*** Opening of EXTRACTED INFORMATION ***
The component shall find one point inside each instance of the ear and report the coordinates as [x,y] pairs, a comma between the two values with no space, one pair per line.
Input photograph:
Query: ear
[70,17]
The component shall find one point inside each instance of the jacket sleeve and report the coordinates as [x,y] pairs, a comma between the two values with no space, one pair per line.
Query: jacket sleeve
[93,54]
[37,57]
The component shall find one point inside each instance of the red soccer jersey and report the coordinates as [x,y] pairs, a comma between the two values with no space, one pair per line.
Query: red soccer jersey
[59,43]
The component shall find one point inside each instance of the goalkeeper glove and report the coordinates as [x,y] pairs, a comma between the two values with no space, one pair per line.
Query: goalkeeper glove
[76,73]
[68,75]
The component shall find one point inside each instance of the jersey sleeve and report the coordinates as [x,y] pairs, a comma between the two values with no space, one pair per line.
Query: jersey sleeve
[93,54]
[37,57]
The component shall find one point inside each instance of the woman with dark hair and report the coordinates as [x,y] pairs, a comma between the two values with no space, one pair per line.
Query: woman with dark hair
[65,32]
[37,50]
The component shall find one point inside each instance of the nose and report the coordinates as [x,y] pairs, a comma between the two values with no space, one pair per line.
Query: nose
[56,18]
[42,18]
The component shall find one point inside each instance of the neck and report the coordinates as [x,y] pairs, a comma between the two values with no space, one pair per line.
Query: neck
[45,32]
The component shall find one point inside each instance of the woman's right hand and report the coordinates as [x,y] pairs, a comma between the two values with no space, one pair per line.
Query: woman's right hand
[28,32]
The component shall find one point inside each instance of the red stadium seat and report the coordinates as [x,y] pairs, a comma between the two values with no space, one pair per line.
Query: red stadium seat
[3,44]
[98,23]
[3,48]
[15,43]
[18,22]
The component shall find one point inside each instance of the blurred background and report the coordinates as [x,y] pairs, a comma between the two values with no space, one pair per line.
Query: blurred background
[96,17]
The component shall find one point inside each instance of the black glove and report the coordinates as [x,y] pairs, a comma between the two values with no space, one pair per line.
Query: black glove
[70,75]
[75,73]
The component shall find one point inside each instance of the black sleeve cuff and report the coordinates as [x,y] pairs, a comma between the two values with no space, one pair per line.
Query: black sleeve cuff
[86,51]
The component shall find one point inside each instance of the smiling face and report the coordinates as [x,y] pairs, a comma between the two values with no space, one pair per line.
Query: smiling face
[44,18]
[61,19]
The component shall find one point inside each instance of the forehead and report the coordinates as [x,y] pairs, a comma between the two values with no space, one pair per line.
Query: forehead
*** Close of EXTRACTED INFORMATION ***
**BRIEF**
At the line containing "of the forehead", start transcribing exactly, and continue through the last line of the listing. Stop there and add nothing.

**SOLUTION TO THE EXERCISE**
The component shall find one point inside each instance of the forehead and report the coordinates as [x,y] pairs, a comma between the two values with no space, one pair per line.
Query: forehead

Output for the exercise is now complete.